* **Problem statement**
Output the lines that follow exactly as they are.

* **Dataset records**
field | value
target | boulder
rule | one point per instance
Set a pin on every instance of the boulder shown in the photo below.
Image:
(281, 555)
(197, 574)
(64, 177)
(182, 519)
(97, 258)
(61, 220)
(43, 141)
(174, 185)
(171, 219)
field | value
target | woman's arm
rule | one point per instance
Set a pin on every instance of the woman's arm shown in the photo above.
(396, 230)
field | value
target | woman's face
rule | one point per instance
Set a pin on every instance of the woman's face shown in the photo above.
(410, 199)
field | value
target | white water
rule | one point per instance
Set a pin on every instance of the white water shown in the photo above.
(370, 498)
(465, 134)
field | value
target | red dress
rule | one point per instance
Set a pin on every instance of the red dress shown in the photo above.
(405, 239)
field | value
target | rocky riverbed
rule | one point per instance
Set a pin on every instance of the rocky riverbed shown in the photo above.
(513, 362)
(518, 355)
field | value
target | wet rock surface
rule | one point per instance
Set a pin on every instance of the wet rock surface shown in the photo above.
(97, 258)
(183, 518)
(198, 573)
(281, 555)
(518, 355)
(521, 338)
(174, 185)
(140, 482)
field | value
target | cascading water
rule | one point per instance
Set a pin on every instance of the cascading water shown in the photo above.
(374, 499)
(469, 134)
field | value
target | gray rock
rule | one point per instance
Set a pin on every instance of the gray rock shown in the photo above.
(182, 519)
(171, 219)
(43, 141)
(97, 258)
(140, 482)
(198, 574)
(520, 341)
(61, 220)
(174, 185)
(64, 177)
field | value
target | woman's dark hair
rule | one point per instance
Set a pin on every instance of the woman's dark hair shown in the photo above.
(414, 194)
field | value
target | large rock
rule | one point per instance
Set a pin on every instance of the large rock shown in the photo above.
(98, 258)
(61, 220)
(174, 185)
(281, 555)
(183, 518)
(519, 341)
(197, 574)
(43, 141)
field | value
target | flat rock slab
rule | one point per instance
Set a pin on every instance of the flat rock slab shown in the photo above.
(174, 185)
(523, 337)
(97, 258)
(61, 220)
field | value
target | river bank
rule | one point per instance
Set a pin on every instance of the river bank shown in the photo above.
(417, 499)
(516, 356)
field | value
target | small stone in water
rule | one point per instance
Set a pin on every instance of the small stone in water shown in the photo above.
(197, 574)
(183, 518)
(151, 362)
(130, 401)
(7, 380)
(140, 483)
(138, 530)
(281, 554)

* **Answer below**
field | value
target | boulder
rule | one point per instance
Set a pin on every instance of the boulder shown in the photo below.
Image:
(281, 555)
(197, 574)
(64, 177)
(182, 519)
(97, 258)
(61, 220)
(43, 141)
(174, 185)
(171, 219)
field | value
target | woman's arm
rule | one point per instance
Set a pin on every instance of the woman's arm shown in the photo above.
(396, 230)
field | value
target | woman's face
rule | one point per instance
Set a pin on every instance of the woman's face shown in the photo above.
(410, 199)
field | value
target | white water
rule | one point per instance
Set a pin on every instance of the white water shown in the photo above.
(370, 498)
(465, 134)
field | value
target | red dress
rule | one point per instance
Set a pin on every instance of the red dress shown in the photo above.
(405, 239)
field | value
target | rocky riverbed
rule | one point per instance
Set a pin on every instance of the rocky riverbed shown in the photo above.
(513, 362)
(518, 355)
field | value
target | wet rock surface
rule | one point per instance
Set a pin on every instance of the wet rock surface shown in the photo above.
(97, 258)
(183, 518)
(198, 573)
(281, 555)
(518, 355)
(521, 338)
(174, 185)
(140, 482)
field | value
target | cascading water
rule | one point per instance
Set a pin on every instance of the cascading water shown in the photo above.
(374, 499)
(469, 134)
field | value
target | gray rock
rule | one point per instance
Set a pin on every instance of the gray rock shown in the photo above.
(182, 519)
(171, 219)
(43, 141)
(97, 258)
(140, 482)
(198, 574)
(520, 341)
(61, 220)
(174, 185)
(64, 177)
field | value
target | woman's dark hair
rule | one point per instance
Set a pin on every instance of the woman's dark hair shown in the photo above.
(414, 194)
field | value
target | large rock
rule | one point per instance
Set a pin on every instance of the large rock shown in the photo above.
(98, 258)
(61, 220)
(174, 185)
(281, 555)
(183, 518)
(519, 341)
(197, 574)
(43, 141)
field | value
target | flat rock slab
rule | one point per instance
Set a pin on every instance of the flat rock slab shown in the photo above.
(174, 185)
(523, 337)
(97, 258)
(61, 220)
field | value
target | river bank
rule | one point per instance
Set a pin on every instance of the river bank shown in the photo above.
(417, 499)
(516, 356)
field | value
target | small stone in water
rule | one point per instance
Set a pin on every instance of the small stone in water shown in the photo above.
(197, 574)
(183, 518)
(151, 362)
(130, 401)
(7, 380)
(140, 483)
(138, 530)
(281, 554)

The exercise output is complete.